+++ Records to use

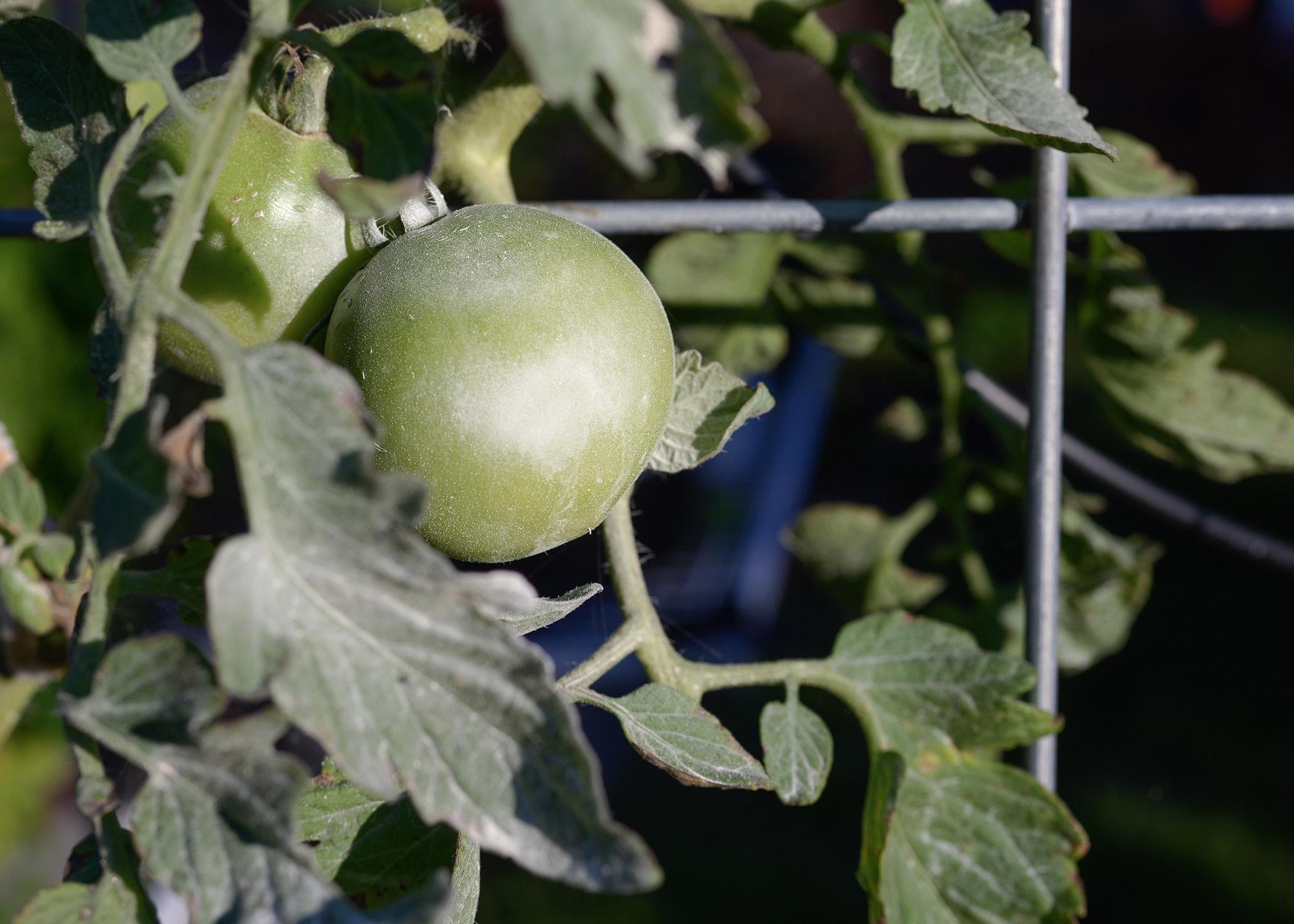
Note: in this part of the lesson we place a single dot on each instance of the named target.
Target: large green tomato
(275, 250)
(519, 363)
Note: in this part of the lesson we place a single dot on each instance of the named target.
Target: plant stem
(183, 227)
(654, 649)
(623, 642)
(91, 636)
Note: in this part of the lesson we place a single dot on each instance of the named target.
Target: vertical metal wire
(1046, 402)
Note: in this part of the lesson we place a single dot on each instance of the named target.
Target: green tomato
(275, 250)
(519, 363)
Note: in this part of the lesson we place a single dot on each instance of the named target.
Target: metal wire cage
(1052, 215)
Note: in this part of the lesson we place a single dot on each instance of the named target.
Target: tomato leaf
(89, 897)
(1104, 583)
(918, 684)
(716, 92)
(428, 29)
(963, 56)
(141, 39)
(547, 611)
(857, 553)
(572, 47)
(1176, 403)
(1139, 171)
(376, 645)
(382, 97)
(797, 750)
(709, 405)
(180, 579)
(716, 288)
(215, 819)
(748, 9)
(22, 503)
(951, 838)
(474, 144)
(25, 597)
(374, 851)
(670, 730)
(69, 114)
(144, 478)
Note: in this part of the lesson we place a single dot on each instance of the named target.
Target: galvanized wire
(1046, 400)
(875, 216)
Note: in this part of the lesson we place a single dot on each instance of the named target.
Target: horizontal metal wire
(1181, 511)
(1191, 213)
(862, 216)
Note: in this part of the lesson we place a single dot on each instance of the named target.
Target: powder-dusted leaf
(428, 29)
(382, 99)
(746, 10)
(54, 553)
(180, 579)
(714, 272)
(141, 39)
(949, 838)
(716, 92)
(374, 851)
(716, 288)
(918, 684)
(670, 730)
(474, 144)
(963, 56)
(574, 48)
(16, 693)
(363, 197)
(22, 503)
(797, 750)
(373, 644)
(1176, 403)
(839, 311)
(547, 611)
(709, 405)
(1139, 171)
(143, 480)
(465, 887)
(105, 902)
(25, 597)
(69, 114)
(1104, 584)
(215, 819)
(857, 553)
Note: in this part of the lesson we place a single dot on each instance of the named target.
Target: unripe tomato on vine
(275, 249)
(519, 363)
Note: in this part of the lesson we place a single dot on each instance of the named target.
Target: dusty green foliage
(1178, 403)
(734, 298)
(857, 553)
(1139, 171)
(963, 56)
(797, 750)
(953, 838)
(709, 404)
(69, 113)
(474, 143)
(672, 732)
(570, 44)
(35, 588)
(447, 733)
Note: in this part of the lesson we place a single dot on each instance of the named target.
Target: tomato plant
(275, 249)
(519, 363)
(360, 717)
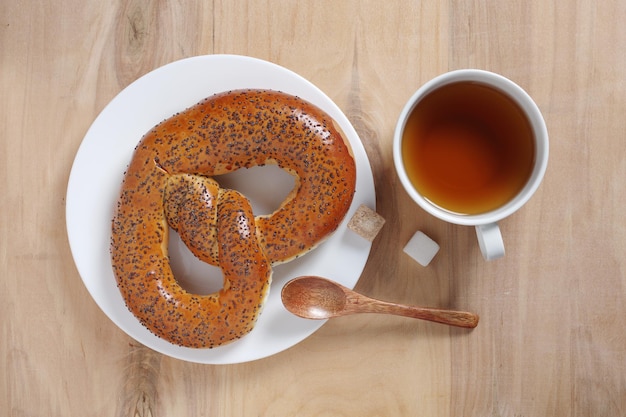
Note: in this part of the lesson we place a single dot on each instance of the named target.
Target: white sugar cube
(421, 248)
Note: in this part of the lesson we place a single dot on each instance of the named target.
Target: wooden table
(551, 341)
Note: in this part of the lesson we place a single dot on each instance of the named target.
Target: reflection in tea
(468, 148)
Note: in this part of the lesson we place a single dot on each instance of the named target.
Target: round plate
(105, 152)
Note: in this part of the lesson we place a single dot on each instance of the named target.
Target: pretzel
(169, 183)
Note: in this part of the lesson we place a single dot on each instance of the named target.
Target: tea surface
(468, 148)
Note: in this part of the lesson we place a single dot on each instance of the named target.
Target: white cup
(485, 223)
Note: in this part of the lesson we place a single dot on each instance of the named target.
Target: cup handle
(490, 241)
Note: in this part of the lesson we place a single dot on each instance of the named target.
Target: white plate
(105, 152)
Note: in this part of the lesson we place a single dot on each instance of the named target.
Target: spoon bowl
(319, 298)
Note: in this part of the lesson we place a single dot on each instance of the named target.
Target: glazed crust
(168, 184)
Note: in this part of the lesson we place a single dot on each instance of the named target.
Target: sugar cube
(421, 248)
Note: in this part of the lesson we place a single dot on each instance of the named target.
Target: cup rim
(538, 126)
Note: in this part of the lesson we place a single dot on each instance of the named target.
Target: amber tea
(468, 148)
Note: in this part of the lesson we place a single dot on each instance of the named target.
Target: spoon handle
(450, 317)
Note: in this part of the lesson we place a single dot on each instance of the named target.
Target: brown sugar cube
(366, 222)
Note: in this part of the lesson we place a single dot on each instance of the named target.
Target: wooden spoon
(318, 298)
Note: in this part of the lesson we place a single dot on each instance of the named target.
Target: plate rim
(199, 60)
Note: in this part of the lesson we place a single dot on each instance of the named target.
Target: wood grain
(551, 339)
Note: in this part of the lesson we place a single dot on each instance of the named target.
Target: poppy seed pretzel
(168, 184)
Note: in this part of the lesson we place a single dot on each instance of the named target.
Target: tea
(468, 148)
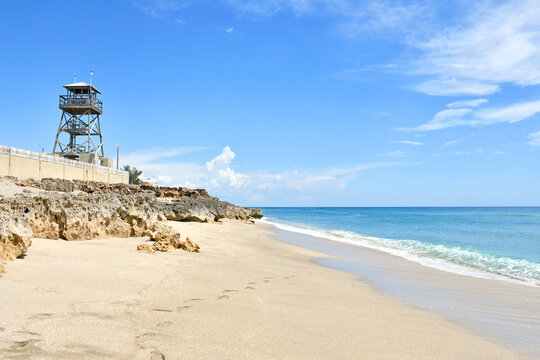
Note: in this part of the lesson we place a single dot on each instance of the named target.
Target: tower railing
(79, 100)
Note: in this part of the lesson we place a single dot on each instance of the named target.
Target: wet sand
(245, 296)
(508, 312)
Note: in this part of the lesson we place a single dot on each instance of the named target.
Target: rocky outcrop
(166, 238)
(94, 187)
(204, 210)
(77, 210)
(15, 235)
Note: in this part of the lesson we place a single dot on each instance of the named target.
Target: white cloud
(219, 170)
(150, 156)
(467, 103)
(455, 141)
(217, 174)
(510, 114)
(497, 44)
(158, 8)
(535, 139)
(442, 120)
(487, 116)
(409, 142)
(397, 153)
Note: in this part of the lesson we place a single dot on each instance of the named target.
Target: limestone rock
(190, 246)
(146, 248)
(83, 210)
(15, 238)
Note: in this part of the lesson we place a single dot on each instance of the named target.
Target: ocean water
(501, 243)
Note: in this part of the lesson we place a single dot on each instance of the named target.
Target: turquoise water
(487, 242)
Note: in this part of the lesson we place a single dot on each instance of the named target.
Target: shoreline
(246, 295)
(473, 301)
(430, 262)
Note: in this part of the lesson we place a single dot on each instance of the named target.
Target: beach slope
(245, 296)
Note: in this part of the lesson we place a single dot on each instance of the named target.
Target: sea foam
(464, 261)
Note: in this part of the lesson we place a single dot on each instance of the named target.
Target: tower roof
(81, 85)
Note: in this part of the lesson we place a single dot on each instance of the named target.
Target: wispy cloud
(498, 43)
(156, 154)
(467, 103)
(158, 8)
(408, 142)
(397, 153)
(468, 117)
(455, 141)
(535, 139)
(218, 174)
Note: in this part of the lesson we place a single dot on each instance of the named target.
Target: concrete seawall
(25, 164)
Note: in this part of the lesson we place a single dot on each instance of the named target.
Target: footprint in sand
(17, 345)
(157, 355)
(163, 324)
(190, 300)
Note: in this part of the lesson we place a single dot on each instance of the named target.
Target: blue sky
(293, 102)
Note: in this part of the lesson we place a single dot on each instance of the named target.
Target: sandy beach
(245, 296)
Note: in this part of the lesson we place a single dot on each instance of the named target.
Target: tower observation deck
(79, 133)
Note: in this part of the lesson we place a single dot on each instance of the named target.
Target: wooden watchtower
(79, 133)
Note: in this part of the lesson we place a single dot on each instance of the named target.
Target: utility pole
(117, 156)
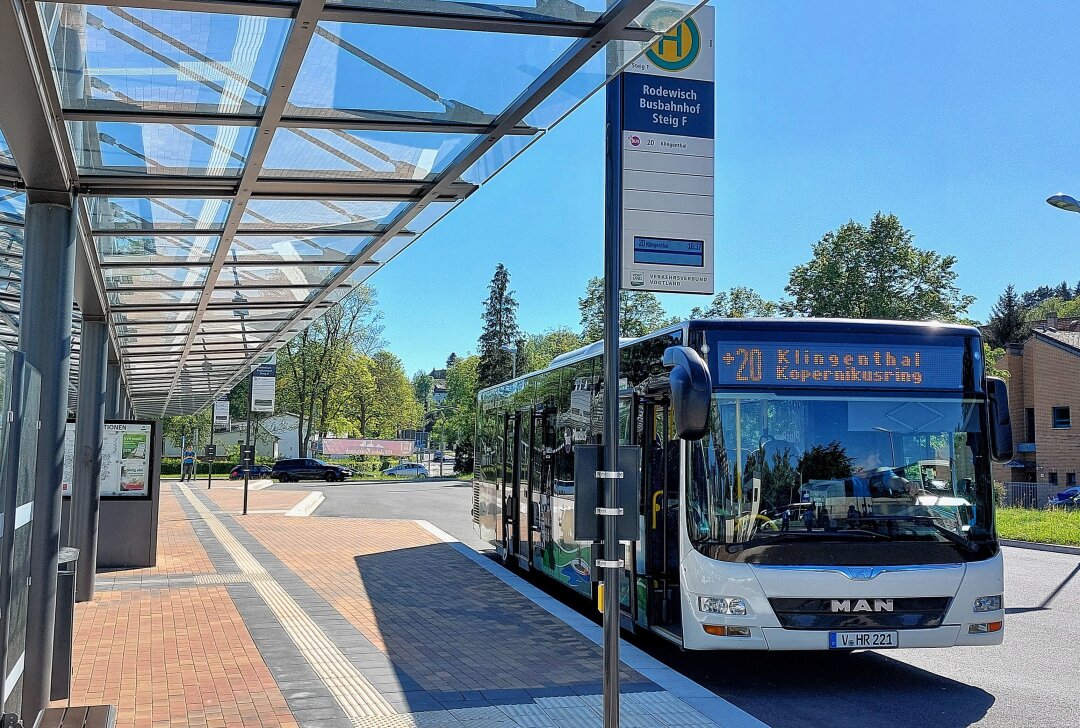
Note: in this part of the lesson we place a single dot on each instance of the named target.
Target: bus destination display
(665, 252)
(770, 364)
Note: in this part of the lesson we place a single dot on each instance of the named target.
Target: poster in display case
(125, 459)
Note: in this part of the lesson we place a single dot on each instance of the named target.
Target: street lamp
(1064, 202)
(512, 348)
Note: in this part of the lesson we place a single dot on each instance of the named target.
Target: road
(1031, 681)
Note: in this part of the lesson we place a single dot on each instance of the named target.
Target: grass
(1041, 526)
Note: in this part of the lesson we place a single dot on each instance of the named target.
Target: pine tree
(1008, 323)
(500, 329)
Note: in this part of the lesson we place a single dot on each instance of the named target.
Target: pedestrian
(188, 466)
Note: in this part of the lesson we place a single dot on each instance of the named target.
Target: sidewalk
(272, 620)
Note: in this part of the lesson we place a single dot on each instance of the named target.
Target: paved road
(1031, 681)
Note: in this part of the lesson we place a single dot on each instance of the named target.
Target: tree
(459, 412)
(640, 312)
(311, 365)
(540, 349)
(876, 272)
(1008, 323)
(739, 302)
(184, 427)
(500, 331)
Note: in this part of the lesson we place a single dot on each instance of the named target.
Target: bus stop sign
(588, 491)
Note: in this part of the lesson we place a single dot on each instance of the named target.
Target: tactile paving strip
(358, 698)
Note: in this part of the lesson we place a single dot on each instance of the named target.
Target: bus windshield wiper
(851, 534)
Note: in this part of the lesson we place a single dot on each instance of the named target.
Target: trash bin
(64, 631)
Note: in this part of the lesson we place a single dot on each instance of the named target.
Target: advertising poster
(125, 459)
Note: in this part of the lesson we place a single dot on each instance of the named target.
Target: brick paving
(272, 620)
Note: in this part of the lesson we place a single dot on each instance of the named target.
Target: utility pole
(611, 563)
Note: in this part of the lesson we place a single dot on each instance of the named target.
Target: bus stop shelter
(187, 184)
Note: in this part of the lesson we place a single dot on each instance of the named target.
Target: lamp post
(1064, 202)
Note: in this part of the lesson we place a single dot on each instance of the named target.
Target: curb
(680, 686)
(1040, 547)
(308, 506)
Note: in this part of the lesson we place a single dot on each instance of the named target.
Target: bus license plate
(862, 639)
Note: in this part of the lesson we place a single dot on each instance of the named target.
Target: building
(1044, 404)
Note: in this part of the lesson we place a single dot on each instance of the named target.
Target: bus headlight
(987, 603)
(723, 605)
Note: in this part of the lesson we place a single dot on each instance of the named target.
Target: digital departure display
(666, 252)
(835, 365)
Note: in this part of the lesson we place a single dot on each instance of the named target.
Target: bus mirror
(997, 398)
(691, 391)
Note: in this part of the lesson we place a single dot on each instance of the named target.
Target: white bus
(806, 484)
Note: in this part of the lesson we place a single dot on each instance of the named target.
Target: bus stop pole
(247, 440)
(611, 564)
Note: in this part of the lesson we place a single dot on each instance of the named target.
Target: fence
(1029, 495)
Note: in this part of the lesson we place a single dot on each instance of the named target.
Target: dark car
(1068, 498)
(308, 469)
(256, 471)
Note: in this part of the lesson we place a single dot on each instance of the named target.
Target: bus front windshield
(781, 469)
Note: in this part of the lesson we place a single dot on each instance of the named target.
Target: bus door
(523, 499)
(661, 500)
(541, 471)
(507, 522)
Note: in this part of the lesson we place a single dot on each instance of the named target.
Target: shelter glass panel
(134, 58)
(423, 73)
(285, 296)
(160, 149)
(339, 153)
(316, 215)
(252, 275)
(152, 214)
(293, 248)
(157, 248)
(160, 277)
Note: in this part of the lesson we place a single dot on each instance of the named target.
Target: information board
(221, 415)
(666, 152)
(264, 387)
(835, 365)
(125, 459)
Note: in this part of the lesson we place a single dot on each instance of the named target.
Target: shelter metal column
(45, 339)
(112, 385)
(89, 429)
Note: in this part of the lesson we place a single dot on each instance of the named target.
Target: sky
(960, 118)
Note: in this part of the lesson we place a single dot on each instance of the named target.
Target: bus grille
(817, 614)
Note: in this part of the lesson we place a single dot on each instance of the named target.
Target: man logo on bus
(861, 605)
(677, 49)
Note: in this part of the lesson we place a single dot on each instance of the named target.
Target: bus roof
(825, 325)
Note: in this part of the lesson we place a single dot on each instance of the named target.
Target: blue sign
(836, 365)
(667, 252)
(662, 105)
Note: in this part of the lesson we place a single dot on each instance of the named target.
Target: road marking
(358, 698)
(308, 506)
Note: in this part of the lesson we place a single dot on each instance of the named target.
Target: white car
(407, 470)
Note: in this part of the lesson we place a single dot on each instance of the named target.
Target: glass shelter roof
(242, 165)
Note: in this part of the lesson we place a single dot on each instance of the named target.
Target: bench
(81, 716)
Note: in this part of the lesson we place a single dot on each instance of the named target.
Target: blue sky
(960, 118)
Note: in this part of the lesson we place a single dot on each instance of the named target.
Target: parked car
(407, 470)
(1067, 498)
(256, 471)
(308, 469)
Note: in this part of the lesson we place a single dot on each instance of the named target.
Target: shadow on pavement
(1050, 597)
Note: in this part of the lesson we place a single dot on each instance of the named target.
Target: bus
(805, 484)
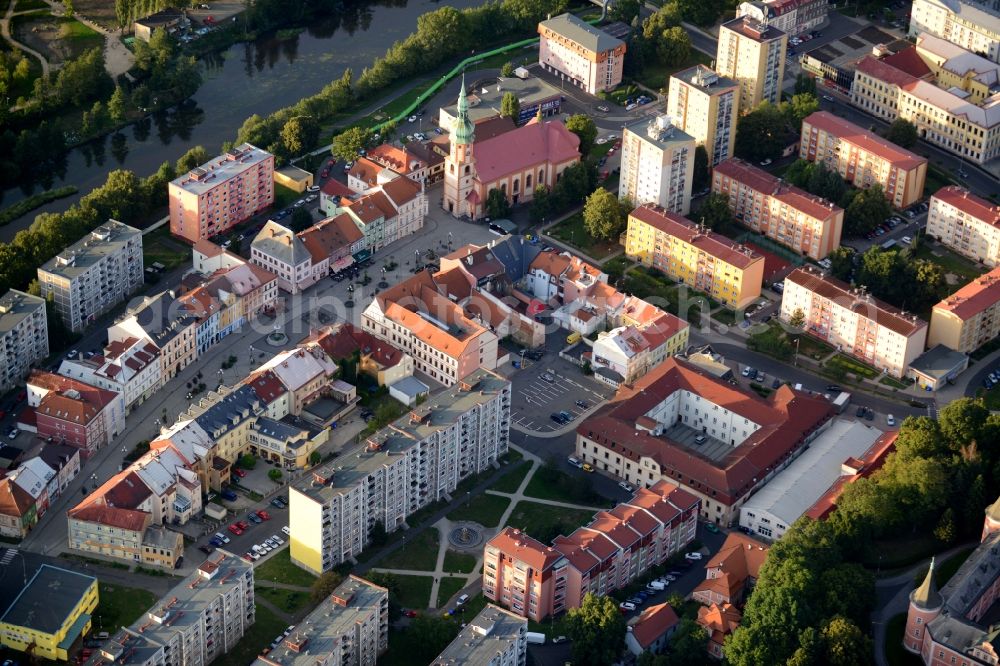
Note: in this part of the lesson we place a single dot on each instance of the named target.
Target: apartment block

++++++

◆ Requirement:
Locate each line in the listing that contains the word "cube", and copy those lines in full.

◆ Solution to the problem:
Target: white sugar cube
Target: sugar cube
Target: brown sugar cube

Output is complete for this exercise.